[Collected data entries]
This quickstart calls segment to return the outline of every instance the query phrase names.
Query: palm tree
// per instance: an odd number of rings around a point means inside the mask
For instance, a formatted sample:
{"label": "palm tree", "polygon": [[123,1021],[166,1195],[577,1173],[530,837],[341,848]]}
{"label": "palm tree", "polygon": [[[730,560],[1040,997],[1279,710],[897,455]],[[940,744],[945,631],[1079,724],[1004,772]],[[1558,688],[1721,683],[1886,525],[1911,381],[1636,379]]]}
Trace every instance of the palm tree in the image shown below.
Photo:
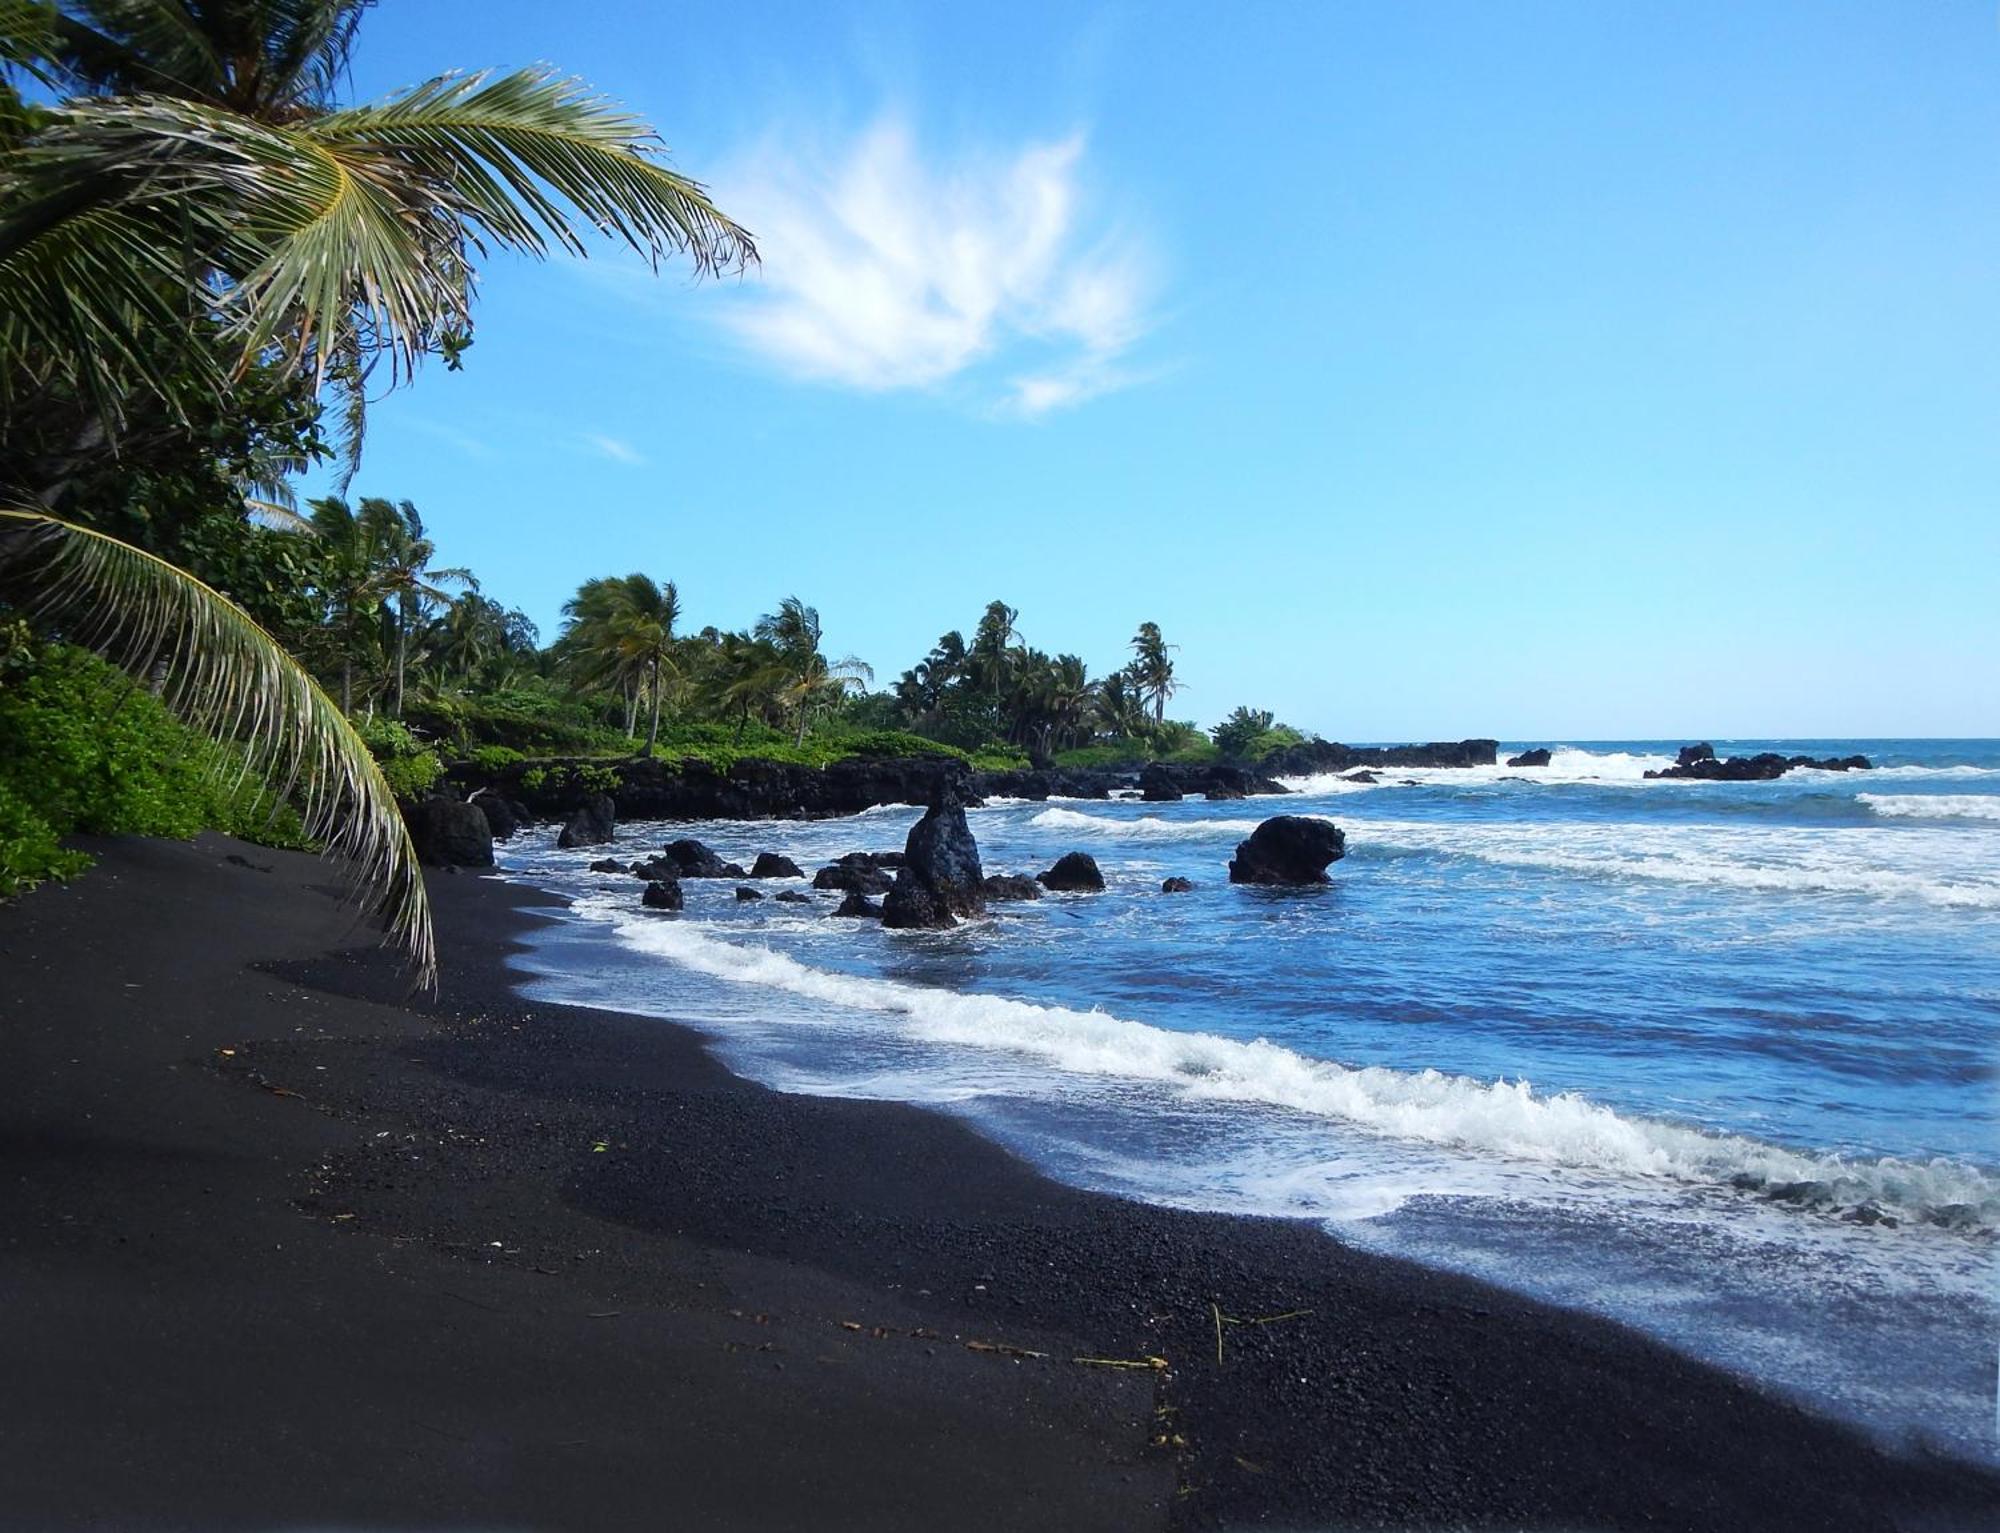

## Work required
Across the entries, each line containing the word "palm" is to be counted once; the total alone is to be given.

## Task result
4